_AIM OF THE EXERCISE_
Reproduce all of the items below word for word, leaving out any pictures they contain.

_Excerpts from segmentation records_
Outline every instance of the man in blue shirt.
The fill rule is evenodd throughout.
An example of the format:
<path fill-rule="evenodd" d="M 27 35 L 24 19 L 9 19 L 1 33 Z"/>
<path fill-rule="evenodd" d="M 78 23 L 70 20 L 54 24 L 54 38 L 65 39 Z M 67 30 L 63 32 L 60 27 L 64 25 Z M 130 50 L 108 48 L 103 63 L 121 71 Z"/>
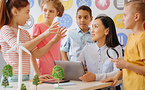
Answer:
<path fill-rule="evenodd" d="M 83 47 L 87 43 L 93 43 L 91 30 L 88 27 L 92 19 L 92 11 L 88 6 L 83 5 L 77 9 L 76 20 L 79 27 L 68 30 L 67 37 L 61 47 L 64 61 L 76 61 Z"/>

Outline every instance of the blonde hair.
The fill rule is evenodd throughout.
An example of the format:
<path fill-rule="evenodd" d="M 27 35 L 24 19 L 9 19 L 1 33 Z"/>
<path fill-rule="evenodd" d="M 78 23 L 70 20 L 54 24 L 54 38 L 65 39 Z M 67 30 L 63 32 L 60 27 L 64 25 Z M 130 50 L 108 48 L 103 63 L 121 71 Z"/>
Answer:
<path fill-rule="evenodd" d="M 44 4 L 49 3 L 49 2 L 52 3 L 53 6 L 56 8 L 56 10 L 59 12 L 57 16 L 61 17 L 64 13 L 64 6 L 59 0 L 41 0 L 40 2 L 41 10 L 43 9 Z"/>
<path fill-rule="evenodd" d="M 11 23 L 13 7 L 21 9 L 29 4 L 28 0 L 0 0 L 0 28 Z"/>
<path fill-rule="evenodd" d="M 132 8 L 131 12 L 133 14 L 140 13 L 141 18 L 145 21 L 145 2 L 143 1 L 129 1 L 125 4 L 125 6 L 129 6 Z"/>

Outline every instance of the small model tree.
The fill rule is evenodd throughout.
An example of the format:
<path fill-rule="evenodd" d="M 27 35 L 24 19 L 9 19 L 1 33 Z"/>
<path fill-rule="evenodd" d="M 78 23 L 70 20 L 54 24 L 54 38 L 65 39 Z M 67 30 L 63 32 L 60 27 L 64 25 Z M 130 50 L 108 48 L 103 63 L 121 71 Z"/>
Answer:
<path fill-rule="evenodd" d="M 3 82 L 2 82 L 2 86 L 4 86 L 6 88 L 6 86 L 9 86 L 9 81 L 8 78 L 13 76 L 13 68 L 11 65 L 7 64 L 3 67 L 2 69 L 2 75 L 3 75 Z M 11 86 L 12 87 L 12 86 Z M 9 88 L 11 88 L 9 87 Z"/>
<path fill-rule="evenodd" d="M 36 90 L 37 90 L 37 85 L 40 84 L 39 77 L 37 74 L 33 77 L 33 84 L 36 85 Z"/>
<path fill-rule="evenodd" d="M 64 78 L 64 70 L 61 66 L 54 66 L 52 71 L 52 76 L 56 79 L 58 79 L 58 87 L 57 89 L 62 89 L 62 87 L 59 87 L 59 80 L 62 80 Z"/>
<path fill-rule="evenodd" d="M 2 80 L 2 86 L 4 86 L 5 89 L 6 89 L 6 86 L 9 86 L 9 82 L 8 82 L 7 77 L 4 77 L 4 79 Z"/>
<path fill-rule="evenodd" d="M 26 85 L 24 83 L 22 83 L 22 85 L 21 85 L 21 90 L 27 90 Z"/>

_REPLY TO THE EXERCISE_
Outline every instance of the man in blue shirt.
The fill rule is evenodd throughout.
An example of the format:
<path fill-rule="evenodd" d="M 27 35 L 24 19 L 9 19 L 1 33 Z"/>
<path fill-rule="evenodd" d="M 78 23 L 70 20 L 54 24 L 54 38 L 65 39 Z M 67 30 L 63 32 L 60 27 L 64 25 Z M 130 50 L 108 48 L 103 63 L 121 71 Z"/>
Answer:
<path fill-rule="evenodd" d="M 83 47 L 87 43 L 93 43 L 91 30 L 88 27 L 92 19 L 92 11 L 88 6 L 83 5 L 77 9 L 76 20 L 79 27 L 68 30 L 67 37 L 61 47 L 64 61 L 76 61 Z"/>

Outline every instance of the blonde hair.
The fill rule is evenodd throughout.
An example of the format:
<path fill-rule="evenodd" d="M 27 35 L 24 19 L 9 19 L 1 33 Z"/>
<path fill-rule="evenodd" d="M 78 23 L 70 20 L 54 24 L 54 38 L 65 39 Z M 67 30 L 63 32 L 60 27 L 64 25 Z M 130 50 L 108 48 L 103 63 L 121 71 Z"/>
Answer:
<path fill-rule="evenodd" d="M 44 4 L 49 3 L 49 2 L 52 3 L 53 6 L 56 8 L 56 10 L 59 12 L 57 16 L 61 17 L 64 13 L 64 6 L 59 0 L 41 0 L 40 2 L 41 10 L 43 9 Z"/>
<path fill-rule="evenodd" d="M 11 23 L 13 7 L 21 9 L 29 4 L 28 0 L 0 0 L 0 28 Z"/>
<path fill-rule="evenodd" d="M 132 8 L 131 12 L 133 14 L 140 13 L 141 18 L 145 21 L 145 2 L 143 1 L 129 1 L 125 4 L 125 6 L 129 6 Z"/>

Outline every instance of the small model tree.
The fill rule is evenodd throughout.
An example of the format:
<path fill-rule="evenodd" d="M 27 35 L 24 19 L 9 19 L 1 33 Z"/>
<path fill-rule="evenodd" d="M 78 23 L 70 20 L 54 24 L 54 38 L 65 39 Z M 67 30 L 63 32 L 60 27 L 64 25 Z M 130 50 L 108 48 L 103 63 L 121 71 Z"/>
Answer:
<path fill-rule="evenodd" d="M 3 82 L 2 82 L 2 86 L 4 86 L 6 88 L 6 86 L 9 86 L 9 81 L 8 78 L 13 76 L 13 68 L 11 65 L 7 64 L 3 67 L 2 69 L 2 75 L 3 75 Z M 11 86 L 12 87 L 12 86 Z M 9 88 L 11 88 L 9 87 Z"/>
<path fill-rule="evenodd" d="M 36 90 L 37 90 L 37 85 L 40 84 L 39 77 L 37 74 L 33 77 L 33 84 L 36 85 Z"/>
<path fill-rule="evenodd" d="M 64 78 L 64 70 L 61 66 L 54 66 L 52 71 L 52 76 L 56 79 L 58 79 L 58 87 L 57 89 L 62 89 L 62 87 L 59 87 L 59 80 L 62 80 Z"/>
<path fill-rule="evenodd" d="M 2 80 L 2 86 L 4 86 L 5 89 L 6 89 L 6 86 L 9 86 L 9 82 L 8 82 L 7 77 L 4 77 L 4 79 Z"/>
<path fill-rule="evenodd" d="M 26 85 L 24 83 L 22 83 L 22 85 L 21 85 L 21 90 L 27 90 Z"/>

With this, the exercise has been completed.